SOURCE RECORDS section start

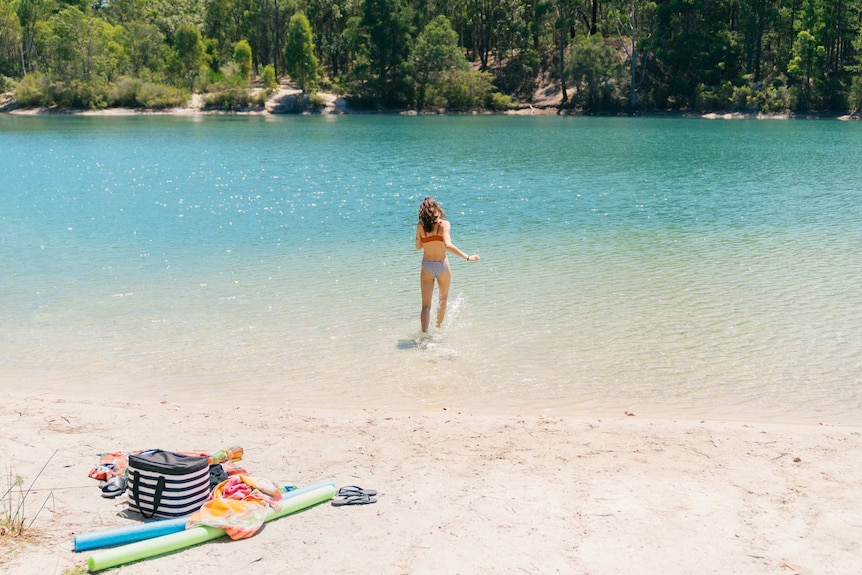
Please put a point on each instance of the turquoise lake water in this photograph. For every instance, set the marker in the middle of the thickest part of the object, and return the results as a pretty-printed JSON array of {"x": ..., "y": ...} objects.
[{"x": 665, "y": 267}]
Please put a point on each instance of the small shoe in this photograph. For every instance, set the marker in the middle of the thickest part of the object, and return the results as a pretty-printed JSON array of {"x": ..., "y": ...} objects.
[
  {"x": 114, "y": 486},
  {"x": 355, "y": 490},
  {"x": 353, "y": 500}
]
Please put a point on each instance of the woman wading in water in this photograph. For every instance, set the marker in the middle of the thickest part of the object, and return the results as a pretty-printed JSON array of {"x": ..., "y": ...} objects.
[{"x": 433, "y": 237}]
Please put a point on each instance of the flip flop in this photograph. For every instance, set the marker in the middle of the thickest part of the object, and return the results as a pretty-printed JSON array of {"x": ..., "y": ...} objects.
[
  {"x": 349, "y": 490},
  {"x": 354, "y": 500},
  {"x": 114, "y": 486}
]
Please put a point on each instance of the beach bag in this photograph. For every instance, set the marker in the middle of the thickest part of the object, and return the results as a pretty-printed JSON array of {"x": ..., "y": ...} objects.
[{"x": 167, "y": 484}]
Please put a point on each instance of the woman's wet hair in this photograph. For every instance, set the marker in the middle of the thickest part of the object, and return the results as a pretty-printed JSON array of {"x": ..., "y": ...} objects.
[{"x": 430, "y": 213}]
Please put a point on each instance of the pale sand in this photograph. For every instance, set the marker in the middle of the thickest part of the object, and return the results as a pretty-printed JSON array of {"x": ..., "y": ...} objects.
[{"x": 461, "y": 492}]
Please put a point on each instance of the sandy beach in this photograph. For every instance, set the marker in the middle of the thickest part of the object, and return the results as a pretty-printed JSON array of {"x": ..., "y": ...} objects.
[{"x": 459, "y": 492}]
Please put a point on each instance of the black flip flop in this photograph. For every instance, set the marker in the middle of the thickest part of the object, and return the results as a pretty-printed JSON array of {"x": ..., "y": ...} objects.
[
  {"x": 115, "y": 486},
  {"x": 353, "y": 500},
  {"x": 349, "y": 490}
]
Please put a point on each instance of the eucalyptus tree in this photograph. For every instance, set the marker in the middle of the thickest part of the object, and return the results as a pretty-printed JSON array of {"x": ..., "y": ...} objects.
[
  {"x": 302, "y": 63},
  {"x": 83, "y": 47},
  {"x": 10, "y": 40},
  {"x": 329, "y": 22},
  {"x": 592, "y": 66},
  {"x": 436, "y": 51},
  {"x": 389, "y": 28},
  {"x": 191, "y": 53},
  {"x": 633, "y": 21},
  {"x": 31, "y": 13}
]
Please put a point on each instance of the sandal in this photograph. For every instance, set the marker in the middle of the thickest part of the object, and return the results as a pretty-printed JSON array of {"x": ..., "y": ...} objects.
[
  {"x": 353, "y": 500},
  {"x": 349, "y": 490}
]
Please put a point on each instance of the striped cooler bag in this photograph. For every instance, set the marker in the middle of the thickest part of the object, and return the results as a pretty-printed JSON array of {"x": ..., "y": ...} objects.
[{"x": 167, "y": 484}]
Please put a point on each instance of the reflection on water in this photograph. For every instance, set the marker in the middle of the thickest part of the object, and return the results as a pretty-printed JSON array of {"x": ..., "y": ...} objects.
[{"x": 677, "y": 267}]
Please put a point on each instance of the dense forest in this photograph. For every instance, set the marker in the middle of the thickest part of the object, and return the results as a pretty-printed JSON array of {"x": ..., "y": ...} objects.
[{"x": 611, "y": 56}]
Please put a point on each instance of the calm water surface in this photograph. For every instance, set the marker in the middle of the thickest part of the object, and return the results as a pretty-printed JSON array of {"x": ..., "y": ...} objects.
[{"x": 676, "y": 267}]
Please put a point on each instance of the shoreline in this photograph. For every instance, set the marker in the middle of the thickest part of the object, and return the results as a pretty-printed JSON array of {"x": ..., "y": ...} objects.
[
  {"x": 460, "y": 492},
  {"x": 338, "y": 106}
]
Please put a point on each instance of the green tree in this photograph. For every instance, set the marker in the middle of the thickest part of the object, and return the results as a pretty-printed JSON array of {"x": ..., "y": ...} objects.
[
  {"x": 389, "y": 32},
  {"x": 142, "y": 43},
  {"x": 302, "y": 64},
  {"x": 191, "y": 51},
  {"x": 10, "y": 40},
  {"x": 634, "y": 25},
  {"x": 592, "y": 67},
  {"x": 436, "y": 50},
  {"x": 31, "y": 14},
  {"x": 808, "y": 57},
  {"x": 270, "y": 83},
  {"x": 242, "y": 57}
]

SOURCE RECORDS section end
SOURCE RECORDS section start

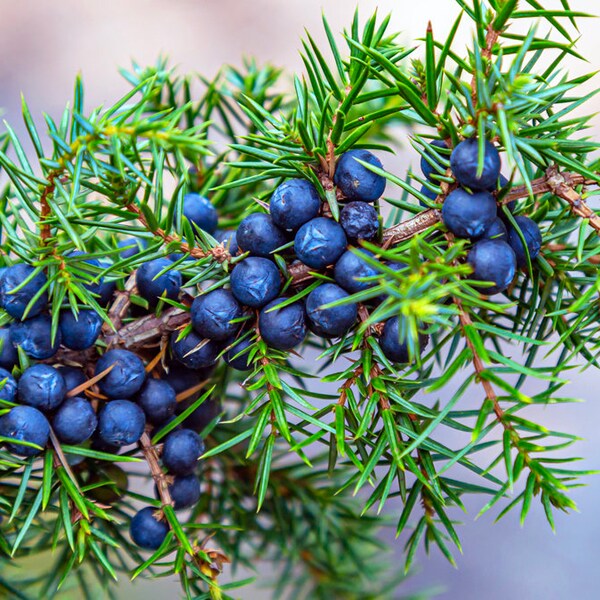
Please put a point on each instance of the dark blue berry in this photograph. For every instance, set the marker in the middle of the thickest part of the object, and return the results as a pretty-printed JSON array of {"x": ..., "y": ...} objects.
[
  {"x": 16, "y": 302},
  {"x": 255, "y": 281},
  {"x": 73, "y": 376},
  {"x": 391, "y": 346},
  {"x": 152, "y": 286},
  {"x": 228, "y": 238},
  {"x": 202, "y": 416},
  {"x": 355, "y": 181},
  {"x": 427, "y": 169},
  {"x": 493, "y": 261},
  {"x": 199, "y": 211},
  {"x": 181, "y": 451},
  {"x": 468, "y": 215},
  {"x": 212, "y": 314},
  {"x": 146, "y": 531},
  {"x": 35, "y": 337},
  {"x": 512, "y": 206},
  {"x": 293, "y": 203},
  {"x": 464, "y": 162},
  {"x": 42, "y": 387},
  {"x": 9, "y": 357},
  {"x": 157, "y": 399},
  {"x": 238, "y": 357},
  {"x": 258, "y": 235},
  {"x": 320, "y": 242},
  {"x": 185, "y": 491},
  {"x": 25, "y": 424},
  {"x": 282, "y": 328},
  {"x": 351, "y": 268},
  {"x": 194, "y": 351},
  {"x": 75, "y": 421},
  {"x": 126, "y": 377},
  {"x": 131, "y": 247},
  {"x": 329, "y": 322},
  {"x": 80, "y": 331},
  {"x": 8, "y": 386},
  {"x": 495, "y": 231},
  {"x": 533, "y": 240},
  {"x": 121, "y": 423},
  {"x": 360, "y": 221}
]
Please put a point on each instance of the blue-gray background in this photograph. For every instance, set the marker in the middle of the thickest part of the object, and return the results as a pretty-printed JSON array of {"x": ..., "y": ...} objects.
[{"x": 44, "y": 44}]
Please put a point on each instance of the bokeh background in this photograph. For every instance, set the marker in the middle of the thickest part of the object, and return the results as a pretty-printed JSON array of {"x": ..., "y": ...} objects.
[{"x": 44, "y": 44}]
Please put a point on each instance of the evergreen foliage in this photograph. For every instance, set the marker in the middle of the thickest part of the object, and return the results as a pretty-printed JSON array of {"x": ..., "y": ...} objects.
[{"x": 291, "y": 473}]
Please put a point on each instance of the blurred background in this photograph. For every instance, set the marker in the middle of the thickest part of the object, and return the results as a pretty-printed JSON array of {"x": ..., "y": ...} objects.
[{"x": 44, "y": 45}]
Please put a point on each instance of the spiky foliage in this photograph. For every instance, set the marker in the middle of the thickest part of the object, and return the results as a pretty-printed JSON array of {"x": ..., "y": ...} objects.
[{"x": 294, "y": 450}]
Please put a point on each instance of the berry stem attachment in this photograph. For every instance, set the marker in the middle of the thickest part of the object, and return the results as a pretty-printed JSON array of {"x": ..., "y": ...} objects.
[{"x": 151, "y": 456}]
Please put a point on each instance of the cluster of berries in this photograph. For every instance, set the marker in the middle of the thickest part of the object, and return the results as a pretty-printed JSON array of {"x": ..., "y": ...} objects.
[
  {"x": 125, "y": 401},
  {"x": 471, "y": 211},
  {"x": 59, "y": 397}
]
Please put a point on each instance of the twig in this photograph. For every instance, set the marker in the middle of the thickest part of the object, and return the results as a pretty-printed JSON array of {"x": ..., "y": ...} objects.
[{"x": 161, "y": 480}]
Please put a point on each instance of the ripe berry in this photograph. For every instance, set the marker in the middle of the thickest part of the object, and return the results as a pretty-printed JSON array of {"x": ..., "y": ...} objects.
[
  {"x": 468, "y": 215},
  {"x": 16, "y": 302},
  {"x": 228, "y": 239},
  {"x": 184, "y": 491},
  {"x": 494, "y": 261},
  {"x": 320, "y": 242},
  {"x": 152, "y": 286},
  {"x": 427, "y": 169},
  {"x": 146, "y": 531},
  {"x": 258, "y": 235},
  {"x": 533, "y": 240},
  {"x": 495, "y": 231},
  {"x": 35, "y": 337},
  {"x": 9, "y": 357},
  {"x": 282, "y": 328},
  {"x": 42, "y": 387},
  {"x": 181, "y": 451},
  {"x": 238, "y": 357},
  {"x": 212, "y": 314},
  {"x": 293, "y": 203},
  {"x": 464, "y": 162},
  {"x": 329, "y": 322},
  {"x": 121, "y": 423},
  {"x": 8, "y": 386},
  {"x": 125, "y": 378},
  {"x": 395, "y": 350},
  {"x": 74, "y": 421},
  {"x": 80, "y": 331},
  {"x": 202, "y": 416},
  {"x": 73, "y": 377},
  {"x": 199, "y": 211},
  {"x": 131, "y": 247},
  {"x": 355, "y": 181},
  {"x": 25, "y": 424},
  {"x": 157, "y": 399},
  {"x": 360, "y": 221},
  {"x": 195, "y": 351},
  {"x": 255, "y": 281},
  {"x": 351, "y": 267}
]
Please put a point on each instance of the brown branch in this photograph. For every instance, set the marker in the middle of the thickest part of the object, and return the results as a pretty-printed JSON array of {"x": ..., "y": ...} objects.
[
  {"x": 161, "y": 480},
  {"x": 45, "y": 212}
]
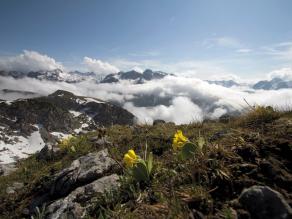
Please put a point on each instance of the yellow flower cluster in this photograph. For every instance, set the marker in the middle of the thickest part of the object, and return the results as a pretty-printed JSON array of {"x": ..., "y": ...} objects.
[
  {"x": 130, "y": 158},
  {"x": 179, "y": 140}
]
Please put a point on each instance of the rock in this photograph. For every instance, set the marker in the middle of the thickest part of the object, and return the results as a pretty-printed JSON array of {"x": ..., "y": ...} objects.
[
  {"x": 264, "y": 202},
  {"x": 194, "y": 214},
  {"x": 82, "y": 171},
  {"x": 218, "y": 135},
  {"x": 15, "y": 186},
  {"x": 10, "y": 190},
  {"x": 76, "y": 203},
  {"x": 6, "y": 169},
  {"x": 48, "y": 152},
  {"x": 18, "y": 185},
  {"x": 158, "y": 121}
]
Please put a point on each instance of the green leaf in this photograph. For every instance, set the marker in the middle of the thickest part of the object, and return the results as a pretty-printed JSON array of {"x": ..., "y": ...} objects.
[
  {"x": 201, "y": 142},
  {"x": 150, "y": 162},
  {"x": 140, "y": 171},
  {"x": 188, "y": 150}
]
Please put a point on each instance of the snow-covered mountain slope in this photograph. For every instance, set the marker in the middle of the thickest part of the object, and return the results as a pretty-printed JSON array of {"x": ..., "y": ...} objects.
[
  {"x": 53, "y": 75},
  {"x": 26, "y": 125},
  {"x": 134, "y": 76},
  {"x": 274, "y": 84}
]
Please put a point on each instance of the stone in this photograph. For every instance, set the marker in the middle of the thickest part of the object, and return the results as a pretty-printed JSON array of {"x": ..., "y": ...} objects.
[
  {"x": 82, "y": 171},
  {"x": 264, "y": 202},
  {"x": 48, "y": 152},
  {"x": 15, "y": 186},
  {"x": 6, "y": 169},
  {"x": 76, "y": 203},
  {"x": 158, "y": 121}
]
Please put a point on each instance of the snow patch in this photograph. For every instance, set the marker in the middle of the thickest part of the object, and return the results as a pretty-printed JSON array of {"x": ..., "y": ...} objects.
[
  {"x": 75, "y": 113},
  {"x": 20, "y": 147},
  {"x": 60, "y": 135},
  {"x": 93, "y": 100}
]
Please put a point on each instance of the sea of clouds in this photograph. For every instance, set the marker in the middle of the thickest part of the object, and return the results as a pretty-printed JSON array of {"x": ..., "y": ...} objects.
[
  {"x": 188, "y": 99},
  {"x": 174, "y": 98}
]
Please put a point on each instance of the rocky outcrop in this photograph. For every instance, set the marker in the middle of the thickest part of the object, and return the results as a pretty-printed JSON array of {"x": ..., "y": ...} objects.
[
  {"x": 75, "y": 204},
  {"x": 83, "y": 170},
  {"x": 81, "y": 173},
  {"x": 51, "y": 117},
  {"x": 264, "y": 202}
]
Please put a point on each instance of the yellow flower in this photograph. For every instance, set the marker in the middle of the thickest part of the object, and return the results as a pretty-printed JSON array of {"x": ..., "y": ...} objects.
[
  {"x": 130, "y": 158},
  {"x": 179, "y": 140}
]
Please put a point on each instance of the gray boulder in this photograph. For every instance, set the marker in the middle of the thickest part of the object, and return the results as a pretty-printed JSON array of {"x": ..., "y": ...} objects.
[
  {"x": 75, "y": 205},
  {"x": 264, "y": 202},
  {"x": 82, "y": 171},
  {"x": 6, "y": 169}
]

SOURCE RECORDS section end
SOURCE RECORDS section start

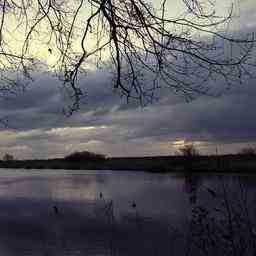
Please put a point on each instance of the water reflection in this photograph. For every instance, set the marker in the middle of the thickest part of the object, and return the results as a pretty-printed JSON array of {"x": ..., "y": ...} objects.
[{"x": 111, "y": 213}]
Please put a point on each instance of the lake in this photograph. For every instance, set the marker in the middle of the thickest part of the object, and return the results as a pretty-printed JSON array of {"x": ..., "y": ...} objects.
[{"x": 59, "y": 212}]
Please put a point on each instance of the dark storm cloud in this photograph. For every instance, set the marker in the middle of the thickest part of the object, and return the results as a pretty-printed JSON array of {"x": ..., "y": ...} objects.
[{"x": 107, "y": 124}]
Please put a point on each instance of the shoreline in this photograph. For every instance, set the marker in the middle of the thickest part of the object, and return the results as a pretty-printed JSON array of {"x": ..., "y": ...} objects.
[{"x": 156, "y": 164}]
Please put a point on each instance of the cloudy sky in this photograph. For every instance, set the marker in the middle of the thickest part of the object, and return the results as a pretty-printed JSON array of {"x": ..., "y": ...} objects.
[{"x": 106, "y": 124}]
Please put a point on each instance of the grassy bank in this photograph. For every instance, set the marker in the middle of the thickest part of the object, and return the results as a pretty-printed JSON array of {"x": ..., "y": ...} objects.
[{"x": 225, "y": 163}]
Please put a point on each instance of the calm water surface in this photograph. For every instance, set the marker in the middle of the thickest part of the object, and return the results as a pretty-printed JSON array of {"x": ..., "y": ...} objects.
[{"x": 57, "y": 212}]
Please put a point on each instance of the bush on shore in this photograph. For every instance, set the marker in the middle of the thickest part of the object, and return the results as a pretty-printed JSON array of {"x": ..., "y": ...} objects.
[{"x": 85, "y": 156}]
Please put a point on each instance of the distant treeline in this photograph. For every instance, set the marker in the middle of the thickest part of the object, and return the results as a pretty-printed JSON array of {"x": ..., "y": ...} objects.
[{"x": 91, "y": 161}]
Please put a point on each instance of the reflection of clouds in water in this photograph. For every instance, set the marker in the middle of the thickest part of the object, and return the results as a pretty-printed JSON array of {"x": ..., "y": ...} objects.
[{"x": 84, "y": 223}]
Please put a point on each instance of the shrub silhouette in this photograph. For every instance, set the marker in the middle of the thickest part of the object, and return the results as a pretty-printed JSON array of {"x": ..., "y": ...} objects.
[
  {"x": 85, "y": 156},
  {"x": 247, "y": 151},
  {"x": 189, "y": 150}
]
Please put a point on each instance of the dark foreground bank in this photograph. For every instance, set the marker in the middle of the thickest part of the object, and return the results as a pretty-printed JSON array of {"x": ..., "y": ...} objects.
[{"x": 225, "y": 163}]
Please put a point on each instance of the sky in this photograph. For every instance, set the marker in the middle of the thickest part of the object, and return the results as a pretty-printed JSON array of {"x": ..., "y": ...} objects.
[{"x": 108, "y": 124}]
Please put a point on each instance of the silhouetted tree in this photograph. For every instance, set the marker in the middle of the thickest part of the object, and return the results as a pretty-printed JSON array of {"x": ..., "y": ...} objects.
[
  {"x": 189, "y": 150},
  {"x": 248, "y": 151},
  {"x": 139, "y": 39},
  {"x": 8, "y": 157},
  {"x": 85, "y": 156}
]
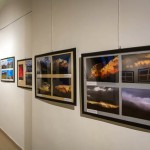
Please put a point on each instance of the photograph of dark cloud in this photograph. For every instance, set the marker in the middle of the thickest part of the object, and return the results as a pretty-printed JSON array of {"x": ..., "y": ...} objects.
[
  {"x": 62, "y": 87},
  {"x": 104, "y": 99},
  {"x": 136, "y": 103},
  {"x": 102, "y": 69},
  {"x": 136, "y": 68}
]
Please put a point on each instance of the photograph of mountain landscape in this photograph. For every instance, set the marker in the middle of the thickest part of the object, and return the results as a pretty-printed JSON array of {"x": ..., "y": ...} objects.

SOURCE RECORDS section end

Find the line with "Please put a point on each instance of the silhouetted" in the entries above. Set down exactly every line from it up to and including the line with "photograph of mountain", images excluded.

OUTPUT
Please put a point on each instance of the silhouetted tree in this photograph. For every instance, set the marker in the middle of the thickest part of the object, and return the results as a pretty-printed JSON array of {"x": ..., "y": ...} objects.
[
  {"x": 189, "y": 150},
  {"x": 248, "y": 151},
  {"x": 139, "y": 39},
  {"x": 8, "y": 157},
  {"x": 85, "y": 156}
]
Please put a point on each instance of the photograph of dark cloud in this photograph. For every instance, set the marker in the middle of the thickest part of the object, and return the results as a pretty-printed JSON array of {"x": ..., "y": ...} objects.
[
  {"x": 62, "y": 87},
  {"x": 104, "y": 99},
  {"x": 136, "y": 103},
  {"x": 102, "y": 69},
  {"x": 136, "y": 68}
]
Please put a point on each instance of the photograph of mountain landscape in this photograph. For every instance, set the marker in the middle of the thickest part of the object, and return the results as a pretty-printed JSON array of {"x": ..., "y": ...} objects.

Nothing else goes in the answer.